### TASK INPUT ###
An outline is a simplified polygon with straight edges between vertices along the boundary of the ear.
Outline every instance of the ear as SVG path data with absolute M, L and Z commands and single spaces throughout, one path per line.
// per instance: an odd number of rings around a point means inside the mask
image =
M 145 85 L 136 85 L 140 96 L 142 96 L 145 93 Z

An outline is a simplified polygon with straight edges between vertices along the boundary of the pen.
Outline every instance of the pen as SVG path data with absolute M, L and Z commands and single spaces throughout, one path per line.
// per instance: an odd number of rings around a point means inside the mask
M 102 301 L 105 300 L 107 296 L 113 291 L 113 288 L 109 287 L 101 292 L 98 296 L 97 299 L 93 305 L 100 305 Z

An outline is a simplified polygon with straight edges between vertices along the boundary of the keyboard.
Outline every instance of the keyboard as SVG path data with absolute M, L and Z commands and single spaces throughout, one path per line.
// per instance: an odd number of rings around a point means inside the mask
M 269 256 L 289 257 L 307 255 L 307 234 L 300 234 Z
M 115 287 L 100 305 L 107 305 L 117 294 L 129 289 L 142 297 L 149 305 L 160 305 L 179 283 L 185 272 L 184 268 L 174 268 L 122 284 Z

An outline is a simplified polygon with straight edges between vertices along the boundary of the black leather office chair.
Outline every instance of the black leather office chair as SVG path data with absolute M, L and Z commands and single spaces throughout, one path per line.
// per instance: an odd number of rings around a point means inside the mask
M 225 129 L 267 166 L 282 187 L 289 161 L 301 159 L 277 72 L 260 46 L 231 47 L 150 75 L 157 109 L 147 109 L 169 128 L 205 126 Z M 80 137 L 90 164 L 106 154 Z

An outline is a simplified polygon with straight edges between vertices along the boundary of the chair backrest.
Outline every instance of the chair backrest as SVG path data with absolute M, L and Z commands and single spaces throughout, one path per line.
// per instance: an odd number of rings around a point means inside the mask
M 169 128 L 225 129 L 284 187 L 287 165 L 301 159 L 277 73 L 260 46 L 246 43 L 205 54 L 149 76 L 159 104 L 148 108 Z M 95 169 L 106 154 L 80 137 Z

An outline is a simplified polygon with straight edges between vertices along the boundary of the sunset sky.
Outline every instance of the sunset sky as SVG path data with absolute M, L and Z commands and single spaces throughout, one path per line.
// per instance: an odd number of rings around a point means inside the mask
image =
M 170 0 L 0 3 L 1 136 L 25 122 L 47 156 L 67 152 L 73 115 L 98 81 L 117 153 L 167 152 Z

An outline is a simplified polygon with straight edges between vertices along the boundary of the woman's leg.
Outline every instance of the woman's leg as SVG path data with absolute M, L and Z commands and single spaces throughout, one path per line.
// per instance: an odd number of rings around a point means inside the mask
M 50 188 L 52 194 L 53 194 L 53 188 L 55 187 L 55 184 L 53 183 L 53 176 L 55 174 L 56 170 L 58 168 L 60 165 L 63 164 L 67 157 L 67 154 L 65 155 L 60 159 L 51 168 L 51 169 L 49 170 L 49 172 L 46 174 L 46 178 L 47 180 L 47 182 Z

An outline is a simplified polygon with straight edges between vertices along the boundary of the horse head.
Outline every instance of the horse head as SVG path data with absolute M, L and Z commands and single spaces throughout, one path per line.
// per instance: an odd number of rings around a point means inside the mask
###
◆ YOUR INSTRUCTIONS
Print all of the records above again, line for line, with no changes.

◆ OUTPUT BELOW
An outline is a simplified polygon with straight edges between vertices along the boundary of the ear.
Outline every instance of the ear as SVG path data with absolute M, L and Z commands and single spaces throughout, one path per line.
// per instance: an odd number of rings around a point means inside the mask
image =
M 145 85 L 136 85 L 140 96 L 142 96 L 145 93 Z

An outline is a simplified polygon with straight edges between vertices along the boundary of the pen.
Outline every instance of the pen as SVG path data with absolute M, L and Z commands and single spaces throughout, one path per line.
// per instance: an odd number of rings around a point means inside the mask
M 102 301 L 105 300 L 107 296 L 113 291 L 113 288 L 109 287 L 101 292 L 98 296 L 97 299 L 93 305 L 100 305 Z

An outline is a simplified polygon with straight edges between vertices along the boundary of the keyboard.
Outline every instance of the keyboard as SVG path data with absolute M, L and Z commands and single spaces throughout, one path per line.
// per instance: an odd number of rings around a point means inside the mask
M 269 256 L 289 257 L 307 255 L 307 234 L 300 234 Z
M 115 287 L 100 305 L 107 305 L 117 294 L 129 289 L 142 297 L 149 305 L 160 305 L 179 283 L 185 272 L 184 268 L 174 268 L 122 284 Z

An outline is a simplified polygon with straight edges between vertices along the boundary of the black leather office chair.
Outline every instance of the black leather office chair as SVG path data with absolute M, L and Z commands and single spaces throughout, one path per line.
// per instance: an odd number of rings around a point means inside the mask
M 225 129 L 267 166 L 282 187 L 289 161 L 301 159 L 277 72 L 260 46 L 231 47 L 150 75 L 157 109 L 147 109 L 169 128 L 205 126 Z M 80 137 L 90 164 L 106 154 Z

An outline is a simplified polygon with straight edges between vertices along the boundary of the chair backrest.
Outline every instance of the chair backrest as SVG path data with absolute M, L and Z commands and single spaces throughout, one path per line.
// per instance: an odd number of rings around a point means inside the mask
M 169 128 L 225 129 L 284 187 L 287 165 L 301 159 L 277 73 L 260 46 L 246 43 L 205 54 L 149 76 L 159 104 L 148 108 Z M 95 169 L 106 154 L 80 137 Z

An outline is a simplified polygon with straight edges between vertices along the boundary of the sunset sky.
Outline every instance of the sunset sky as SVG path data with absolute M, L and Z commands and single spaces throughout, one path per line.
// per instance: an odd number of rings around a point means inside the mask
image =
M 170 0 L 0 3 L 1 136 L 25 122 L 47 156 L 67 152 L 73 115 L 98 81 L 117 153 L 167 152 Z

An outline is a simplified polygon with straight edges between vertices along the boundary of the woman's leg.
Outline every instance of the woman's leg as SVG path data with absolute M, L and Z commands and single spaces throughout, one path per line.
// per instance: an odd number of rings around a point means inside the mask
M 50 188 L 52 194 L 53 194 L 53 188 L 55 187 L 55 184 L 53 183 L 53 176 L 55 174 L 56 170 L 58 168 L 60 165 L 63 164 L 67 157 L 67 154 L 65 155 L 60 159 L 51 168 L 51 169 L 49 170 L 49 172 L 46 174 L 46 178 L 47 180 L 47 182 Z

An outline is a simplified polygon with straight edges between vertices along the boundary of the horse head.
Outline every instance of the horse head as SVG path data with absolute M, L and Z commands and single spaces throughout, one path per line.
// per instance: an odd number of rings around a point means inside the mask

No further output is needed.